Problem:
Examine the records and identify each line that includes the string "over". Copy those lines.

┄┄┄┄┄┄

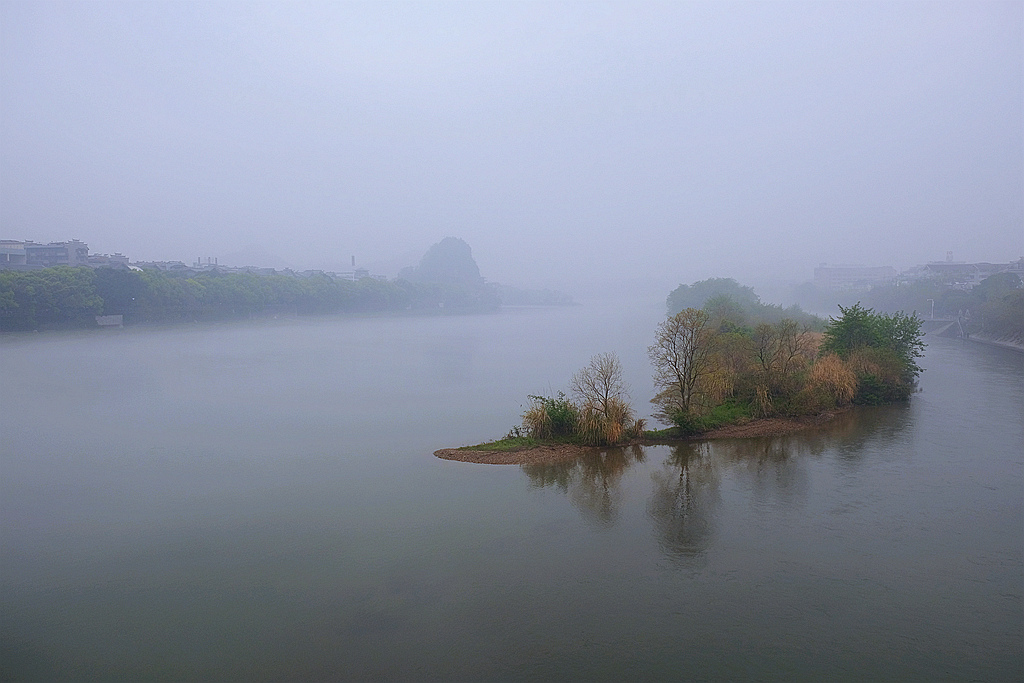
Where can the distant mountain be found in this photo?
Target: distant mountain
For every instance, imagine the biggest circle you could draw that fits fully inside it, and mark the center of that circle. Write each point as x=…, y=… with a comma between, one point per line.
x=448, y=262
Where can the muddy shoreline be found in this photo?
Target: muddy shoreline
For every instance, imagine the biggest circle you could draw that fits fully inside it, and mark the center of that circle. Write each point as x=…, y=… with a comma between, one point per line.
x=558, y=453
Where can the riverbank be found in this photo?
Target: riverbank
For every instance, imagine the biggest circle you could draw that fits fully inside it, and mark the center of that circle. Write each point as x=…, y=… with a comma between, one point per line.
x=552, y=453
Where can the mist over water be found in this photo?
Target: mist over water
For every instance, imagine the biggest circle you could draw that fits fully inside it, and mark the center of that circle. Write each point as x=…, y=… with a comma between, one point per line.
x=259, y=501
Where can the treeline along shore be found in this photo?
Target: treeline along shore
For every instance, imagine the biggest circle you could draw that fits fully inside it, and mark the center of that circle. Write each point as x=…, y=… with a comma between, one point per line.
x=446, y=280
x=65, y=297
x=733, y=368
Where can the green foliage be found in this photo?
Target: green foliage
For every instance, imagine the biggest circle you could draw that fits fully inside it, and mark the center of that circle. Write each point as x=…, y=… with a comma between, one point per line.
x=726, y=413
x=860, y=328
x=697, y=294
x=72, y=297
x=507, y=443
x=733, y=306
x=57, y=297
x=550, y=418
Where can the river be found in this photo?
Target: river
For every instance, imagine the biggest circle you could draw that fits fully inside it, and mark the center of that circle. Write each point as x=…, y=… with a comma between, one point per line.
x=258, y=501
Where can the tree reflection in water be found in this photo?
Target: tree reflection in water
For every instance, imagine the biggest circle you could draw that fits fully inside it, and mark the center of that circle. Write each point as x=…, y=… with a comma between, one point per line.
x=682, y=507
x=591, y=481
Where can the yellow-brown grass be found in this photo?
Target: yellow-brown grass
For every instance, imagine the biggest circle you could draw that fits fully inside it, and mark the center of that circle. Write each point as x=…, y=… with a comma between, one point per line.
x=833, y=378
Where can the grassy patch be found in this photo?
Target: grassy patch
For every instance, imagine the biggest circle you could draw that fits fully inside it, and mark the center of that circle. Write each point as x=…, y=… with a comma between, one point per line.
x=729, y=413
x=508, y=443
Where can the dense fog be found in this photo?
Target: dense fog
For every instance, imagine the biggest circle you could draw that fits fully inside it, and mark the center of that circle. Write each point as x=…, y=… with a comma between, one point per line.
x=571, y=145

┄┄┄┄┄┄

Solution for this exercise:
Where can the mist over water be found in this photo?
Target: mist over water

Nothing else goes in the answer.